Week Begins With a New Fed Chair, and He Begins With a Plate Full of Issues

WASHINGTON — The week begins with a new chairman of the Federal Reserve, after Jerome Powell stepped down Friday after eight years as chairman, ending a tenure defined by the COVID-19 pandemic, the highest inflation surge in four decades and repeated clashes over the independence of the nation’s central bank. His successor, former Federal Reserve governor Kevin Warsh, now takes over at a time of renewed inflation concerns and heightened political scrutiny of the Fed. 

Powell was first nominated by President Donald Trump in 2017 and later reappointed by President Joe Biden, led the Fed through some of the most turbulent economic conditions since the 2008 financial crisis. 

During the pandemic in 2020, the Fed slashed interest rates to near zero, launched massive bond-buying programs and created emergency lending facilities to stabilize financial markets and support the economy. Economists widely credited those actions with helping produce a rapid recovery from the brief, but severe recession triggered by COVID-19. 

Kevin Warsh

But Powell’s legacy was also shaped by the inflation outbreak that followed. Prices surged after the pandemic, peaking at 9.1% in 2022, after Fed officials — including Powell — initially described inflation pressures as “transitory.” Critics argued the Fed waited too long to begin tightening monetary policy. 

Fast-Paced Increases

The Fed later responded with one of the fastest series of interest-rate increases in modern history. By 2024, inflation had cooled substantially without pushing the U.S. economy into recession, an outcome many economists described as a rare “soft landing.”

* [Dataset content]
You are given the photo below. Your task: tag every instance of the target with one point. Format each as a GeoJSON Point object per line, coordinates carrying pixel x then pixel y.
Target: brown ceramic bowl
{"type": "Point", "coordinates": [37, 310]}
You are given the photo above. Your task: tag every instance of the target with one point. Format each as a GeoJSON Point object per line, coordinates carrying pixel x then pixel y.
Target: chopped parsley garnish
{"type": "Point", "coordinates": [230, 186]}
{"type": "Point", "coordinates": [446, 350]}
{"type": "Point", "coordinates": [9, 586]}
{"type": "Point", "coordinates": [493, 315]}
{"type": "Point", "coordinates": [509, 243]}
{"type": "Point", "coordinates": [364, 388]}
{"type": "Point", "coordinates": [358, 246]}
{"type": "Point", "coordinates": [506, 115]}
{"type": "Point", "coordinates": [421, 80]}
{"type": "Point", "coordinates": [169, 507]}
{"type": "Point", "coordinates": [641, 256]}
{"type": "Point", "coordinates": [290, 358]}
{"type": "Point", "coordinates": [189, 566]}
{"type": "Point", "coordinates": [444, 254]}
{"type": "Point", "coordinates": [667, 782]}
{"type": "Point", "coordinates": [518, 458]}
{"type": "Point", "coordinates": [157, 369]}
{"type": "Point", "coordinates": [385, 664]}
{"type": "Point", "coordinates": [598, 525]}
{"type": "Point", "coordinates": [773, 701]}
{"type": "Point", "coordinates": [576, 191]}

---

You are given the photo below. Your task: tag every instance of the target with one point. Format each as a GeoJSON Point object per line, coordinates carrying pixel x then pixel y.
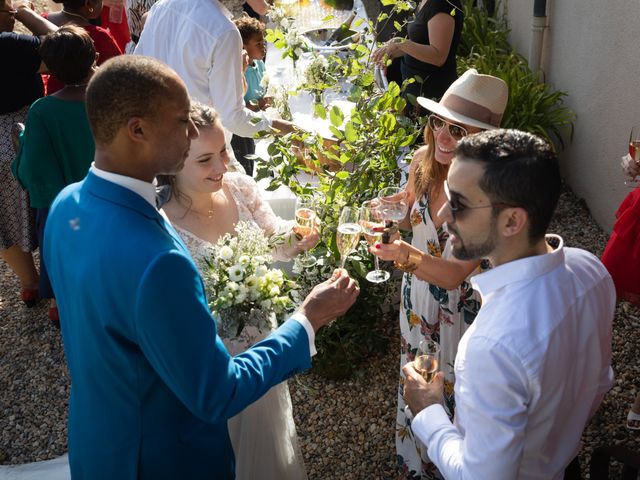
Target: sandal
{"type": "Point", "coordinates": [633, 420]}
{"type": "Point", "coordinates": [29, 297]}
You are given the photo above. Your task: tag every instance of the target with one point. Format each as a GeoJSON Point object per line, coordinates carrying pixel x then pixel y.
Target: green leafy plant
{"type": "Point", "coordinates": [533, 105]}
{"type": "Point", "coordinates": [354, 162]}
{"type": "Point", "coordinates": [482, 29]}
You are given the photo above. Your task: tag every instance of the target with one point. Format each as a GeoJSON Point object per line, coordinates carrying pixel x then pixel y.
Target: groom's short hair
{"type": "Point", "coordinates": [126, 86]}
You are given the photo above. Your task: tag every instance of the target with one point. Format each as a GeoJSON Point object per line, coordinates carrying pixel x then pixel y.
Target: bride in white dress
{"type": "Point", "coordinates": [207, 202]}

...

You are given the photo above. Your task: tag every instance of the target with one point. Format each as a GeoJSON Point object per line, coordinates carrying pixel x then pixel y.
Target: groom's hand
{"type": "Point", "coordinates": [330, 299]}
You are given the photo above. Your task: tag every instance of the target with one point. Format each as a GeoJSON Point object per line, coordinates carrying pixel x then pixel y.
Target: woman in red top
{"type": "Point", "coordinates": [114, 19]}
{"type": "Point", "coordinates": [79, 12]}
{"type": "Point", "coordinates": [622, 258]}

* [Exercise aim]
From the article on the new Fed chair, copy word for word the stretch from "Powell was first" through "2008 financial crisis.". None of the material matters here.

* [Your response]
Powell was first nominated by President Donald Trump in 2017 and later reappointed by President Joe Biden, led the Fed through some of the most turbulent economic conditions since the 2008 financial crisis.